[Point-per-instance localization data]
▼

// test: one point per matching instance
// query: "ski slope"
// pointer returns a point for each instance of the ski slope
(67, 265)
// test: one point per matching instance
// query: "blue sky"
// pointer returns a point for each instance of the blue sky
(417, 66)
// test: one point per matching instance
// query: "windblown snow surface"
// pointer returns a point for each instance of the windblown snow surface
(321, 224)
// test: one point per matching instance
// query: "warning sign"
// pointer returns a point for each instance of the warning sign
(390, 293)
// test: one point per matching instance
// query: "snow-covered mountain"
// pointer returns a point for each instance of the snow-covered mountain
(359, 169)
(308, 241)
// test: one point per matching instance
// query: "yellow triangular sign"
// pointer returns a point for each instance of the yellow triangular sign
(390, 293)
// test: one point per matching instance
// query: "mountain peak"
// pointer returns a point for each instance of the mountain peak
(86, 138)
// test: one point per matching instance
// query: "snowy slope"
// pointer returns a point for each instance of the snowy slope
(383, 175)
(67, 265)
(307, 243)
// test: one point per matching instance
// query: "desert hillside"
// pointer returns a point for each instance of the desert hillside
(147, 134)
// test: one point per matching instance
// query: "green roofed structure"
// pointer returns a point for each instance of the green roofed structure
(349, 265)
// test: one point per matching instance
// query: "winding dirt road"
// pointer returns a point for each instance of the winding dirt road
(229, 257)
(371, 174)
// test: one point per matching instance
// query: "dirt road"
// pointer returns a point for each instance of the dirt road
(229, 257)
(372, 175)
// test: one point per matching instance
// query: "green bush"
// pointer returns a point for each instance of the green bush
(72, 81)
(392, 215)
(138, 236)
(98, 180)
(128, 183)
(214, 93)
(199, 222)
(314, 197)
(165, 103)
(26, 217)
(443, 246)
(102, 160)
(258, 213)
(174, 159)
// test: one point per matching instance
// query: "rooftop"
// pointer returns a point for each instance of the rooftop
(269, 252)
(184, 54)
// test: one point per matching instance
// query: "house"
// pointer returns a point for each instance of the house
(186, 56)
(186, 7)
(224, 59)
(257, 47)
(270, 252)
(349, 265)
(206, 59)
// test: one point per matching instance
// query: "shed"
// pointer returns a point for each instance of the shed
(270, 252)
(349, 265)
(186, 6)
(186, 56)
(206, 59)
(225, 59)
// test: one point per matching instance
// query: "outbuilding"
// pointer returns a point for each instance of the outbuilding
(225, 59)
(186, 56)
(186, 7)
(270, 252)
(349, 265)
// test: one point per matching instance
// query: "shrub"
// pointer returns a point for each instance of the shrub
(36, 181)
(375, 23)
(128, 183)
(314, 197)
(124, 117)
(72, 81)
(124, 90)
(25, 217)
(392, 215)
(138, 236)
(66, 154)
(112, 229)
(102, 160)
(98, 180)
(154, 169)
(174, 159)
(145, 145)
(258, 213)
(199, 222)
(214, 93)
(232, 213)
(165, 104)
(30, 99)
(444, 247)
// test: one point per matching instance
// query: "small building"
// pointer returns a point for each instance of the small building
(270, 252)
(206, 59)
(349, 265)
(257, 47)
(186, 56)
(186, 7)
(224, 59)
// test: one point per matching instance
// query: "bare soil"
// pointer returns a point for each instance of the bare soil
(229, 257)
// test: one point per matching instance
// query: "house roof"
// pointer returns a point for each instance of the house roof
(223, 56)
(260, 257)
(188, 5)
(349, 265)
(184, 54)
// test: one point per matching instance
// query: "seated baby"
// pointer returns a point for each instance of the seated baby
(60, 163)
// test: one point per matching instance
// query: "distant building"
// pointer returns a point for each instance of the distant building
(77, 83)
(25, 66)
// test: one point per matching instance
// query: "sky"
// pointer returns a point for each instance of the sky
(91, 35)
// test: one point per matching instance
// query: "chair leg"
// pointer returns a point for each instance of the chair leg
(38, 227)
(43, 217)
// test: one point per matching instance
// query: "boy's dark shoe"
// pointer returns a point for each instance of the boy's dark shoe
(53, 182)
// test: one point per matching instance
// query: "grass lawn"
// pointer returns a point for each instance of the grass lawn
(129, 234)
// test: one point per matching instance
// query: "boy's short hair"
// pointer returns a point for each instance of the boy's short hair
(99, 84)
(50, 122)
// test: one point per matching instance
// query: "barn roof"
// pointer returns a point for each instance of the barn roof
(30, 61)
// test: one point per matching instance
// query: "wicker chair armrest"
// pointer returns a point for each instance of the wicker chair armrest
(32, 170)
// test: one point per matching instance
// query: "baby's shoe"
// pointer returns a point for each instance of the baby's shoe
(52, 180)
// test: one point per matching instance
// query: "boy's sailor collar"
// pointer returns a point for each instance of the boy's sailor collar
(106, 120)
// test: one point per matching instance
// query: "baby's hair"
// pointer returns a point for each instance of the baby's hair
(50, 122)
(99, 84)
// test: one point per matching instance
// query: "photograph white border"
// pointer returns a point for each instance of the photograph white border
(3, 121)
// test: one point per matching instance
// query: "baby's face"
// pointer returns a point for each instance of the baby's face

▲

■ **Problem**
Please restate the preceding entries word for word.

■ **Task output**
// test: one point per matching instance
// query: "ski slope"
// pointer returns a point for each instance of the ski slope
(67, 265)
// test: one point per matching instance
// query: "blue sky"
// pointer returns a point for each instance of the blue sky
(417, 66)
// test: one point per matching instance
// query: "windblown snow surface"
// pointer returns a point for each instance of the windblown snow surface
(321, 224)
// test: one point per matching instance
// query: "warning sign"
// pointer returns a point for each instance of the warning sign
(390, 293)
// test: one point per matching instance
// query: "snow-covered mountain"
// pointer returns a point for each instance of the snow-covered mountain
(359, 169)
(308, 241)
// test: one point per matching instance
// query: "yellow triangular sign"
// pointer returns a point for each instance of the yellow triangular sign
(390, 293)
// test: one point per matching instance
// query: "mountain peak"
// pointer returns a point for each instance of the mountain peak
(86, 138)
// test: one point per matching instance
// query: "snowy slope"
// pointer returns a point for each instance of the snowy slope
(383, 175)
(67, 265)
(307, 243)
// test: one point per matching instance
// query: "desert hillside"
// pointer returns a point for each instance of the desert hillside
(147, 134)
// test: one point per matching instance
// query: "green roofed structure"
// pointer returns a point for each instance of the green roofed structure
(349, 265)
// test: one point per matching instance
// query: "winding dirt road"
// pointer returns a point for each instance of the winding dirt road
(229, 257)
(371, 174)
// test: one point per matching instance
// query: "dirt road"
// pointer returns a point for each instance of the dirt road
(229, 257)
(372, 175)
// test: one point per matching instance
// query: "green bush"
// pointer returns a point for each instance of the green bush
(72, 81)
(392, 215)
(138, 236)
(98, 180)
(128, 183)
(214, 93)
(199, 222)
(314, 197)
(165, 103)
(26, 217)
(443, 246)
(102, 160)
(258, 213)
(174, 159)
// test: one point per matching instance
// query: "rooftop"
// pointer returns a point for each instance of the rooftop
(269, 252)
(184, 54)
// test: one point per matching instance
// query: "house"
// pointer returns a point for each instance of the house
(186, 56)
(186, 7)
(224, 59)
(257, 47)
(270, 252)
(349, 265)
(206, 59)
// test: one point per matching instance
// query: "shed"
// pointer returns a point for each instance of the shed
(270, 252)
(349, 265)
(186, 6)
(186, 56)
(206, 59)
(225, 59)
// test: one point per matching instance
// query: "outbuilding"
// pointer returns a point for each instance of the outbuilding
(225, 59)
(186, 56)
(186, 7)
(270, 252)
(349, 265)
// test: one point per matching instance
// query: "shrub"
// pointer returns a point for each instance of the shrub
(36, 181)
(375, 23)
(128, 183)
(314, 197)
(124, 117)
(72, 81)
(124, 90)
(25, 217)
(392, 215)
(138, 236)
(66, 154)
(112, 229)
(102, 160)
(98, 180)
(154, 169)
(174, 159)
(145, 145)
(258, 213)
(199, 222)
(214, 93)
(232, 213)
(165, 104)
(30, 99)
(444, 247)
// test: one point per matching instance
// query: "small building"
// pointer returns a point for each instance of the small building
(270, 252)
(206, 59)
(349, 265)
(257, 47)
(186, 56)
(186, 7)
(224, 59)
// test: one point per matching instance
// query: "bare soil"
// pointer returns a point for each instance of the bare soil
(229, 257)
// test: one point per matching instance
// query: "house roof"
// pointer returns a point for each instance of the house roof
(223, 56)
(260, 257)
(188, 5)
(349, 265)
(184, 54)
// test: one point per matching instance
// query: "seated baby"
// pointer returns a point for each instance of the seated baby
(60, 163)
// test: one point per matching instance
// query: "distant building"
// pointer returns a point for each instance of the distant building
(77, 83)
(25, 66)
// test: one point per matching instance
// query: "sky"
// pointer returns a point for each instance of the sky
(91, 35)
// test: one point per matching instance
// query: "chair leg"
// pointer returns a point for each instance of the chair leg
(38, 227)
(43, 217)
// test: one point per matching instance
// query: "boy's dark shoe"
// pointer returns a point for each instance of the boy's dark shoe
(53, 182)
// test: one point per matching instance
// query: "grass lawn"
// pointer returns a point for each instance of the grass lawn
(129, 234)
// test: one point per matching instance
// query: "boy's short hair"
// pointer returns a point for each instance of the boy's short hair
(99, 84)
(50, 122)
// test: one point per matching instance
// query: "barn roof"
// pointer returns a point for each instance of the barn roof
(30, 61)
// test: one point per matching instance
// query: "wicker chair armrest"
// pointer returns a point for each instance of the wicker chair armrest
(32, 170)
// test: one point per matching instance
// query: "baby's shoe"
// pointer returns a point for each instance of the baby's shoe
(52, 180)
// test: one point per matching instance
// query: "boy's sailor collar"
// pointer returns a point for each instance of the boy's sailor collar
(106, 120)
// test: one point per matching instance
// query: "baby's hair"
// pointer returns a point for each instance of the baby's hair
(50, 122)
(99, 84)
// test: one point per matching instance
// query: "photograph white border"
// pointer returns a point for each instance of the photograph white border
(3, 121)
// test: one point per matching instance
// query: "baby's face"
// pointer returns a point for each instance of the baby's face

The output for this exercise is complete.